**WHAT THE EXERCISE ASKS:**
Present the entries below as a Markdown table with the columns "No." and "Text", giving each line its row number and skipping blank lines.

═══ RECORDS TO PROCESS

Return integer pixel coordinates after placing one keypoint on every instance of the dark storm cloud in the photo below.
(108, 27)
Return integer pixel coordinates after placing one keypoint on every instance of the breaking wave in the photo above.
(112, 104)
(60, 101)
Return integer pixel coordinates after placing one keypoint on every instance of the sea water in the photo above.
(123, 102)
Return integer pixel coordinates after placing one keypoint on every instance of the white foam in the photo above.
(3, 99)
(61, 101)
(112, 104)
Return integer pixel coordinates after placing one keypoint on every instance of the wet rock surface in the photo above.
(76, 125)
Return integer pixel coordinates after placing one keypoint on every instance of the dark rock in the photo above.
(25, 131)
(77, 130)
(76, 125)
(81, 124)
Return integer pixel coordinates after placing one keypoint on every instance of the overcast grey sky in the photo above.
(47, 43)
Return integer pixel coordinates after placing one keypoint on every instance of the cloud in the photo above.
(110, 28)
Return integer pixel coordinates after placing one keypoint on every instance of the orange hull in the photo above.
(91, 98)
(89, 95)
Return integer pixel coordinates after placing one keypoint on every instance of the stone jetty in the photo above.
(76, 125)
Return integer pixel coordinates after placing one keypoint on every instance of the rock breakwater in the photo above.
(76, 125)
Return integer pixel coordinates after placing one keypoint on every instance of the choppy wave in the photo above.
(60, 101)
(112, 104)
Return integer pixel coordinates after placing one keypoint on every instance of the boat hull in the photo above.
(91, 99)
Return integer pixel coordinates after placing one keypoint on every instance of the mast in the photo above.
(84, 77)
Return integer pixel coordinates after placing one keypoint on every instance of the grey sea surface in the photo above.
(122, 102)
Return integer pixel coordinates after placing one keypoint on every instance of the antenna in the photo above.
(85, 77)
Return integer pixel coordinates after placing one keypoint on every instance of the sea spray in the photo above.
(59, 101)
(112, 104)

══════

**RESULT OF THIS TASK:**
| No. | Text |
|---|---|
| 1 | Return integer pixel coordinates after placing one keypoint on every instance of the dark storm cloud in the photo below. |
| 2 | (108, 27) |
| 3 | Return integer pixel coordinates after placing one keypoint on every instance of the breaking wave in the photo above. |
| 4 | (112, 104) |
| 5 | (60, 101) |
| 6 | Return integer pixel coordinates after placing one keypoint on every instance of the sea water in the photo above. |
| 7 | (123, 102) |
| 8 | Return integer pixel coordinates after placing one keypoint on every instance of the white foam in the photo above. |
| 9 | (3, 99) |
| 10 | (61, 101) |
| 11 | (112, 104) |
| 12 | Return integer pixel coordinates after placing one keypoint on every instance of the wet rock surface in the photo above. |
| 13 | (76, 125) |
| 14 | Return integer pixel coordinates after placing one keypoint on every instance of the dark rock in the photo above. |
| 15 | (25, 131) |
| 16 | (77, 130) |
| 17 | (76, 125) |
| 18 | (81, 124) |
| 19 | Return integer pixel coordinates after placing one keypoint on every instance of the overcast grey sky in the photo above. |
| 20 | (47, 43) |
| 21 | Return integer pixel coordinates after placing one keypoint on every instance of the cloud in the photo above. |
| 22 | (110, 28) |
| 23 | Return integer pixel coordinates after placing one keypoint on every instance of the orange hull in the photo above. |
| 24 | (91, 98) |
| 25 | (89, 95) |
| 26 | Return integer pixel coordinates after placing one keypoint on every instance of the stone jetty in the photo above. |
| 27 | (76, 125) |
| 28 | Return integer pixel coordinates after placing one keypoint on every instance of the rock breakwater in the photo above. |
| 29 | (76, 125) |
| 30 | Return integer pixel coordinates after placing one keypoint on every instance of the choppy wave in the photo above. |
| 31 | (60, 101) |
| 32 | (112, 104) |
| 33 | Return integer pixel coordinates after placing one keypoint on every instance of the boat hull in the photo above. |
| 34 | (91, 99) |
| 35 | Return integer pixel coordinates after placing one keypoint on every instance of the mast in the photo above. |
| 36 | (84, 77) |
| 37 | Return integer pixel coordinates after placing one keypoint on every instance of the grey sea surface in the photo above. |
| 38 | (122, 102) |
| 39 | Return integer pixel coordinates after placing one keypoint on every instance of the antenna in the photo above. |
| 40 | (85, 77) |
| 41 | Return integer pixel coordinates after placing one keypoint on every instance of the sea spray in the photo above. |
| 42 | (59, 101) |
| 43 | (112, 104) |